WRITTEN REQUEST
Reproduce exactly, with no other output, every line of the data below from the line containing "Target: green bush" to the end, inclusive.

DATA SHOWN
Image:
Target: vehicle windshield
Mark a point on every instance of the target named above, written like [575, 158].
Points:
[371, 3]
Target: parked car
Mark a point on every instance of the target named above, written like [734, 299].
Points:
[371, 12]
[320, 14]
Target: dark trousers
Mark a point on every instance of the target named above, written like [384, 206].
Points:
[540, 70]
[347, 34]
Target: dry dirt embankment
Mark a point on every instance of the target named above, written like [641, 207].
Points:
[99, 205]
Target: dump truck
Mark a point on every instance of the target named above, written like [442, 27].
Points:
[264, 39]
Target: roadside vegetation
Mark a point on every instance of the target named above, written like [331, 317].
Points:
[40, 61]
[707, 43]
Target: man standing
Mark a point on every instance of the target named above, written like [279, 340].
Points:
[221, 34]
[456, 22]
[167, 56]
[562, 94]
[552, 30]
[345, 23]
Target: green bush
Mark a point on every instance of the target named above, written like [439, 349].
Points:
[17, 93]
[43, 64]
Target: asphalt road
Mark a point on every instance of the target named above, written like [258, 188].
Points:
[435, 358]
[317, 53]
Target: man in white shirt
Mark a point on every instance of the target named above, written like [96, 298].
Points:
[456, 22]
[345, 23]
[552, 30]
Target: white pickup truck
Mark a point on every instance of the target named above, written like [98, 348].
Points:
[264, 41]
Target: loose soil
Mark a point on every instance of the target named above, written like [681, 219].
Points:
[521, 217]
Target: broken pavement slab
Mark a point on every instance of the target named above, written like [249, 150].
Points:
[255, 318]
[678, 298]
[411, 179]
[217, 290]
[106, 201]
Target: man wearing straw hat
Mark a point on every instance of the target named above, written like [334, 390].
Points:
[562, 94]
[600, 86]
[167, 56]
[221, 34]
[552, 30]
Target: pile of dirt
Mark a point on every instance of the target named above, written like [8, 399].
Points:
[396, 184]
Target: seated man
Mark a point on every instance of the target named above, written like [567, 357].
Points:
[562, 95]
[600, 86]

THE OUTPUT
Target: green bush
Mark a point on every instance of the target named above, written like [439, 349].
Points:
[17, 93]
[43, 64]
Target: asphalt road
Mark a point on every instance of the target named above, written like [258, 188].
Points:
[435, 358]
[317, 53]
Target: man in white shirt
Mark a point on every instance of the target named above, written like [96, 298].
Points:
[456, 22]
[345, 23]
[552, 30]
Target: white pickup truck
Mark a point on every instance of the target named above, written like [98, 348].
Points:
[264, 41]
Target: loose soil
Mark a point on every instance of the target named above, written like [681, 219].
Points:
[521, 217]
Target: broken pavement slab
Mark a point on every instance of the target named above, written like [249, 150].
Points:
[255, 318]
[678, 298]
[411, 179]
[217, 290]
[106, 201]
Target: man wearing straw hat
Mark a point on every instance of the target named above, written like [334, 390].
Points:
[562, 94]
[600, 86]
[167, 56]
[221, 34]
[552, 30]
Target: pile of dirt
Mark a point on every instance of the target named above, written like [8, 399].
Points:
[396, 184]
Target: seated man
Mark a point on every instance of the target named above, written like [567, 357].
Points:
[562, 95]
[600, 86]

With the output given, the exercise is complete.